**Quoted passage**

Saturday, July 30, 2011

Both Sides

On a
walk down the West Ox path today, one stretch was lined with wild chickory, the blue flowers nodding over the path, almost crowding me out. I felt like I was strolling along a flower-strewn walk in an English country garden. The wild plants will do that to you, will mimic, with their colors and arrangement, the artlessness of the planned landscape.

But then again, some designed landscapes, Central Park, for example, are a controlled version of nature with stream, foliage and vista. Makes me think we need a little of both — wild and free; prim and controlled — in our gardens and in our lives.


Friday, July 29, 2011

Checking My Email

The significance of the title is not the meaning of the word email. It's the lack of hyphen. Until recently, according to the editor's bible — or one of them, the AP Stylebook — email was e-mail. Then e-mail went the way of Web site, and things haven't been the same since.

The magazine I edit bases its style on AP's, and so I dutifully changed Web site to website when that alteration was announced last year. But I missed the memo on email. This morning's newspaper tells me why. The Washington Post has kept the hyphen, so I remained oblivious to the change.

Why do these things matter so much? The fine article in today's Post explains that, too, quoting David Minthorn, deputy standards editor of the Associated Press. "We're not a bunch of old fogies sitting around in our ivory tower. We're alive to changes and new ideas. We have a real sense that new words and changes in language reflect the culture and give us an inkling to where society is headed."

Think of editors as warriors, standing guard over a culture where standards don't matter, insisting — with their sharpened pencils — that they do.


Thursday, July 28, 2011

Safe Haven

For many years now we've had more than one teenager in our family. Today, as Claire celebrates her 20th birthday, we only have one.

I've been thinking a lot about adolescence lately, its pains and its challenges mostly, its crabwise path — often sideways rather than straight up or down. The circuitous road to freedom and responsibility.

I've read enough history to know that Western adolescence is a relatively new creation. Kids used to grow up a lot faster behind a plow or on a factory floor. A common metaphor for young adulthood now, of course, is a launching pad. A place where our young ones perch lightly on their way out of the nest.

Look closely at this photo and you'll see the egret on the deer's back. An unlikely pair — as unlikely perhaps as middle-aged parents and their teenage offspring. But the deer offers her back as solace, as resting place, as safe haven. Stay here a bit until you're ready to fly farther. You know you're safe here. We have your back — and you have ours.

[Image entries for named regions]

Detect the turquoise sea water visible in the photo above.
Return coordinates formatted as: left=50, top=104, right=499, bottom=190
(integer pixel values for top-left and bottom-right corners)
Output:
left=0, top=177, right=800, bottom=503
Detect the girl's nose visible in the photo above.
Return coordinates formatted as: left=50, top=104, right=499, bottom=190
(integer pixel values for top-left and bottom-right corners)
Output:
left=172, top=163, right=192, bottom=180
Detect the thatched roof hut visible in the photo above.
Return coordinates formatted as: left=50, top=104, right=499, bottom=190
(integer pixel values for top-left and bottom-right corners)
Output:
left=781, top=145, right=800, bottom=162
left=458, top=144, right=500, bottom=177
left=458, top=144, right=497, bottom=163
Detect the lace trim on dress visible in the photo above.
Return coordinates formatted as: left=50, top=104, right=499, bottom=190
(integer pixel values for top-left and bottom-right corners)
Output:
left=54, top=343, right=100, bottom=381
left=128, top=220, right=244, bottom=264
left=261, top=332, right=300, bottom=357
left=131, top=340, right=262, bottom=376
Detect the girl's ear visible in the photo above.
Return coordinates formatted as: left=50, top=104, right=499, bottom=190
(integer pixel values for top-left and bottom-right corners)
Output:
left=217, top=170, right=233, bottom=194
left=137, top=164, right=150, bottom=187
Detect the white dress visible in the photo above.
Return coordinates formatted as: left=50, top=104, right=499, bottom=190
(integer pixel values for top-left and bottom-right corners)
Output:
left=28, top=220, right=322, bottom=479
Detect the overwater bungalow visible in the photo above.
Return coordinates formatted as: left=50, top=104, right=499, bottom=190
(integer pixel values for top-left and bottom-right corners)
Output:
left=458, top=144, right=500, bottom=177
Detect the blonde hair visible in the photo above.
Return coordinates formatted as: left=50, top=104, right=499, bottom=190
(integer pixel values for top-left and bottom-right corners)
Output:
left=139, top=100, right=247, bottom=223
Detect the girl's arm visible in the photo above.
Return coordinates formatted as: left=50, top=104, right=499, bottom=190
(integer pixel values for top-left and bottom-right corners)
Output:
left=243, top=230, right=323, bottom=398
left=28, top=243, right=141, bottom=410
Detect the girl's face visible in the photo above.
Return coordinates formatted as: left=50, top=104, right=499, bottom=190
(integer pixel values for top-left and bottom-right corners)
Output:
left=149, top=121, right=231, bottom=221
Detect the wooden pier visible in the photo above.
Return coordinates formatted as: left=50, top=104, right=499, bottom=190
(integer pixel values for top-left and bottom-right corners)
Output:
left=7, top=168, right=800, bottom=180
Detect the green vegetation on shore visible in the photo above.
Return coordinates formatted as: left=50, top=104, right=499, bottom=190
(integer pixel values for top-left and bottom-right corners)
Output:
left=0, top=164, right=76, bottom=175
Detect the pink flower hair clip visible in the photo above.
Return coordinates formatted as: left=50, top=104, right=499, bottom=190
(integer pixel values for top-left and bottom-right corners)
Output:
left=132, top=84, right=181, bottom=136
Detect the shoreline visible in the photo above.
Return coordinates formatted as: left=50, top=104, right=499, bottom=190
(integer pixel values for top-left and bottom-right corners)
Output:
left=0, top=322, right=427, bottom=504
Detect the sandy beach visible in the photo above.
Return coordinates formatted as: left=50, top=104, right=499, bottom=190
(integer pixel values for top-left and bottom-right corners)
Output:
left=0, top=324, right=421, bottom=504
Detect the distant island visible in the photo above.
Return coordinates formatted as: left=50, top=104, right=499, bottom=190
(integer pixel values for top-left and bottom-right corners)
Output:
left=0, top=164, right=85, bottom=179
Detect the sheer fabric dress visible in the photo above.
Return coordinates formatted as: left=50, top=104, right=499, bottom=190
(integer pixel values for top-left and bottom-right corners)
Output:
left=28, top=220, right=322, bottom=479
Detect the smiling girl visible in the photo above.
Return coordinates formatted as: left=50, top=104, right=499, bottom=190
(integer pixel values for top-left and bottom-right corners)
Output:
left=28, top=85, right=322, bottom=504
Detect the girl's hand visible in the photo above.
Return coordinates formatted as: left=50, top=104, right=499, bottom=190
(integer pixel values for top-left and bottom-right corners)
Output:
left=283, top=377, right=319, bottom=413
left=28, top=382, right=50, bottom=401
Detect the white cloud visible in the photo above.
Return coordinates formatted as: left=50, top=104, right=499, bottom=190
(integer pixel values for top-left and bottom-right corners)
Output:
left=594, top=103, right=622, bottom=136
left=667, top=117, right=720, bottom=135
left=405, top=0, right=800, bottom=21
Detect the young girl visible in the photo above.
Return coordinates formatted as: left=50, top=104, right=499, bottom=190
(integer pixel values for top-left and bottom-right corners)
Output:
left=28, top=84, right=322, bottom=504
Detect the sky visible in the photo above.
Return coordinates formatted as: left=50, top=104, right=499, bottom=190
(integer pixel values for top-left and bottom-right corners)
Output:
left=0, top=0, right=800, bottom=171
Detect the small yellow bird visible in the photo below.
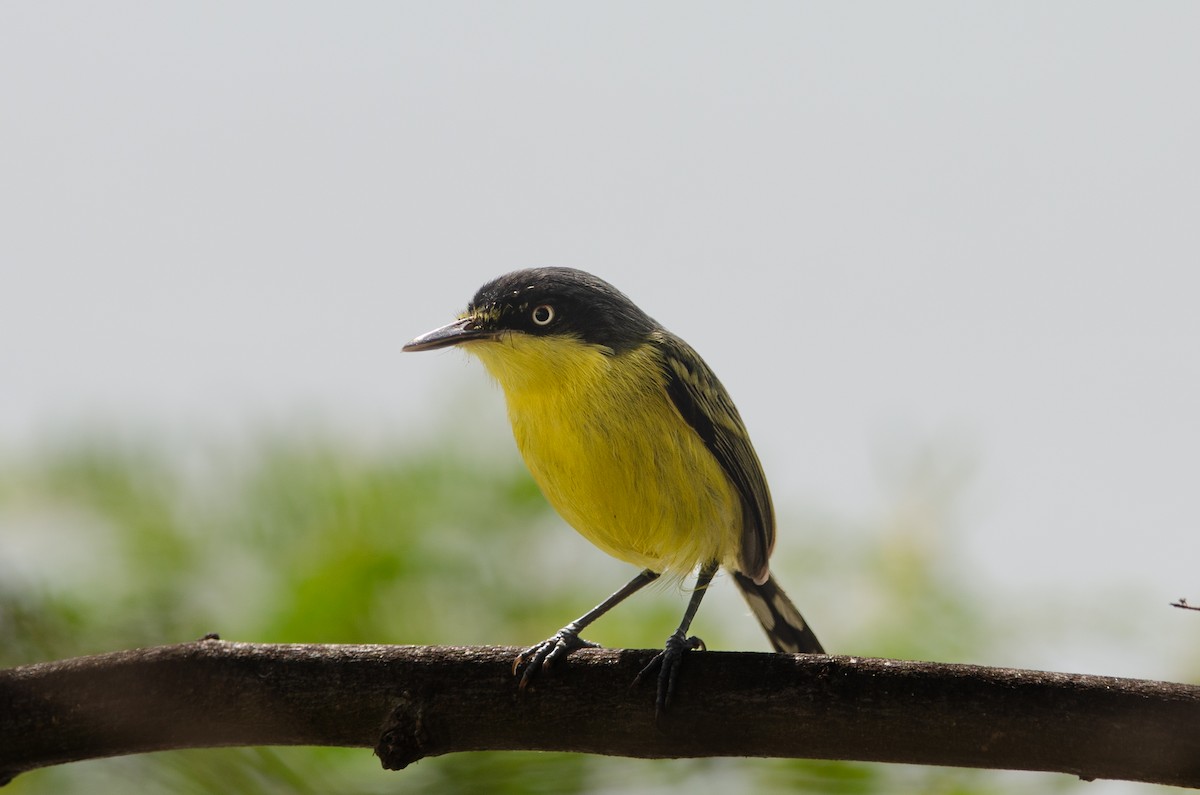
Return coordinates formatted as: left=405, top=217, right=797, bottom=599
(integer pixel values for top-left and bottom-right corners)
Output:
left=404, top=268, right=824, bottom=712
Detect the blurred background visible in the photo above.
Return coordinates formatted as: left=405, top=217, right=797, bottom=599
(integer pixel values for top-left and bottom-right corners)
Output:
left=0, top=1, right=1200, bottom=795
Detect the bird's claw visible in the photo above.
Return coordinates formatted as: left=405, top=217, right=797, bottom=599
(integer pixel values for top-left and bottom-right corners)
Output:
left=630, top=632, right=704, bottom=721
left=512, top=627, right=600, bottom=691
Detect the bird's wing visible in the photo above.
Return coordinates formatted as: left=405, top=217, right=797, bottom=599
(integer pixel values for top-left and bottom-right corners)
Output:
left=652, top=331, right=775, bottom=582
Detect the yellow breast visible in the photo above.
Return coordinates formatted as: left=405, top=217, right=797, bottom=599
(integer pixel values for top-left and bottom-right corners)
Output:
left=467, top=334, right=742, bottom=575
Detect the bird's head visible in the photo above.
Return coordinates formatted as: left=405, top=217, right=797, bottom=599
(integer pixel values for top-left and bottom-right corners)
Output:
left=404, top=268, right=659, bottom=357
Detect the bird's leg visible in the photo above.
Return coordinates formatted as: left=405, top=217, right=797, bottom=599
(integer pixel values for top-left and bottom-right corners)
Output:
left=634, top=561, right=720, bottom=719
left=512, top=569, right=662, bottom=691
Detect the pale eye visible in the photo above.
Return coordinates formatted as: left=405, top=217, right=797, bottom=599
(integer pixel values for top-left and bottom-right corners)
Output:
left=532, top=304, right=554, bottom=325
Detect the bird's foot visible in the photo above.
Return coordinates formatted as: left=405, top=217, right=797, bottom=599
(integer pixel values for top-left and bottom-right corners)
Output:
left=512, top=624, right=600, bottom=691
left=630, top=630, right=704, bottom=721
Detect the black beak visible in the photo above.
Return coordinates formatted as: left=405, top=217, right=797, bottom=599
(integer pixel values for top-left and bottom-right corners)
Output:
left=403, top=317, right=497, bottom=351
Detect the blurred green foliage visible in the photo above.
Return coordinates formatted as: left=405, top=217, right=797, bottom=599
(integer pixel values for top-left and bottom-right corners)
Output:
left=0, top=438, right=1161, bottom=795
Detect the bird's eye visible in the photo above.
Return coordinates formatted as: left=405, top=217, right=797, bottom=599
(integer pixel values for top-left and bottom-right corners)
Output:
left=532, top=304, right=554, bottom=325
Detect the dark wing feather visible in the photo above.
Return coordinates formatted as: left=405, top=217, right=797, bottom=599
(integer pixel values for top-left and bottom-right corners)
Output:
left=650, top=331, right=775, bottom=584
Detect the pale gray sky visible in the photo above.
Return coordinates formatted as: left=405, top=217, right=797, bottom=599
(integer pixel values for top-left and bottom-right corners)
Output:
left=0, top=1, right=1200, bottom=734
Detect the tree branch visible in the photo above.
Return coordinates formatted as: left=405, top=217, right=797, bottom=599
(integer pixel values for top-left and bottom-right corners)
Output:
left=0, top=640, right=1200, bottom=787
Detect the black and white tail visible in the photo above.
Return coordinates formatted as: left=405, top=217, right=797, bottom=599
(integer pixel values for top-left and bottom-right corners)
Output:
left=733, top=572, right=824, bottom=654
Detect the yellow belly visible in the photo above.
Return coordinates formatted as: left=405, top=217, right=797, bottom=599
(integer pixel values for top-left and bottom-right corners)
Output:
left=469, top=336, right=742, bottom=575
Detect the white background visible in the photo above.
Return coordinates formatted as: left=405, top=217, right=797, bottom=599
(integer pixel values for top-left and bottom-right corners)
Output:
left=0, top=2, right=1200, bottom=787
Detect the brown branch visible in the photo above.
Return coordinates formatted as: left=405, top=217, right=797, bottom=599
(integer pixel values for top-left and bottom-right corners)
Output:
left=0, top=640, right=1200, bottom=787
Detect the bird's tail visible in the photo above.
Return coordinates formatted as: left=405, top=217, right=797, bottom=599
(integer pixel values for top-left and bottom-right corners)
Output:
left=733, top=572, right=824, bottom=654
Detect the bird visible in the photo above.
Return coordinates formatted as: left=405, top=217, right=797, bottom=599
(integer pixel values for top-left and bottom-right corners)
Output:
left=403, top=267, right=824, bottom=716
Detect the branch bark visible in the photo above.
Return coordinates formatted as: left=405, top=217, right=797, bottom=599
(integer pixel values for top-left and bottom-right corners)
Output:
left=0, top=640, right=1200, bottom=788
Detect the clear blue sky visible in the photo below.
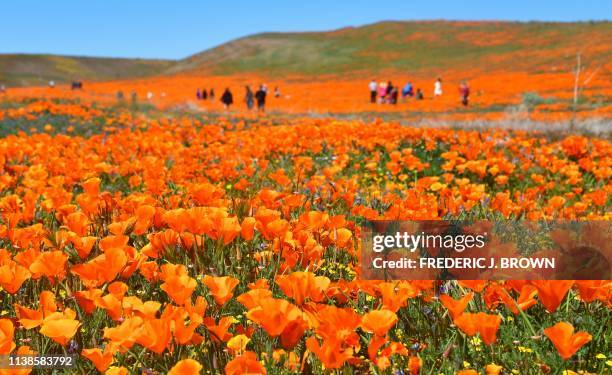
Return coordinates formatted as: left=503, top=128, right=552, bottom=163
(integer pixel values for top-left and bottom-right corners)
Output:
left=0, top=0, right=612, bottom=59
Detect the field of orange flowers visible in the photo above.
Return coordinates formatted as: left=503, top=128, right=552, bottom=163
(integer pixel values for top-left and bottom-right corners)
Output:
left=0, top=99, right=612, bottom=375
left=0, top=64, right=612, bottom=122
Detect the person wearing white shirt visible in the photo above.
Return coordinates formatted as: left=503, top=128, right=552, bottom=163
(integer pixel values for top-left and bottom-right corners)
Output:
left=368, top=79, right=378, bottom=103
left=434, top=78, right=442, bottom=96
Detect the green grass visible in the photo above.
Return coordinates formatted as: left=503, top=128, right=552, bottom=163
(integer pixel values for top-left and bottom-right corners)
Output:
left=0, top=54, right=172, bottom=87
left=170, top=21, right=612, bottom=78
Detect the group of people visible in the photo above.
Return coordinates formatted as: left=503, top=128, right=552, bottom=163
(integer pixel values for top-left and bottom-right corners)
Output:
left=196, top=84, right=280, bottom=112
left=368, top=78, right=470, bottom=106
left=70, top=81, right=83, bottom=90
left=196, top=89, right=215, bottom=100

**Goal**
Pick up the dated journal entries on garden paths, email style, and adolescence right after their final sentence, and write the next few lines.

**Output of the task**
Wednesday, July 27, 2011

Pony Swim

Today is the last Wednesday of July — the annual Pony Swim in Chincoteague. It's the day when "saltwater cowboys" herd wild ponies across Assateague Channel at low tide for an auction held the next day. Proceeds from pony auctions through the years have helped finance the Chincoteague Volunteer Fire Company. And auctioning off some ponies each year keeps the herd to a manageable 150.

The day I drove home from Chincoteague earlier this month there was an article in the paper about wild horses biting campers, stealing their food and otherwise being canny and uncooperative. I pointed out to folks that the article was about the wild ponies of Maryland; they were the ones who were acting up. The wild ponies of Virginia are probably too busy fending off mosquitoes to get into any further mischief.

I've never seen the Pony Swim, but I know the place well enough now that I can imagine it. The sun will shine flat upon the water, the lighthouse will loom picturesquely in the background and the charm of an old custom will unfold in a town that most days, except this day, time seems to have forgotten.

Photo from Chincoteague Facebook page


Tuesday, July 26, 2011


I've never considered myself a color expert, a landscape designer or, heaven forbid, an interior decorator. But I know what I like about color. It's the contrast, the way one end of the wheel brings out the other.

It's the profusion of complementary shades in the summer garden. Our neighbor's, for instance (not pictured here; this is ours), with tall zinnias of yellow, orange and pink all mixed in with the sturdy dusky rose coneflowers.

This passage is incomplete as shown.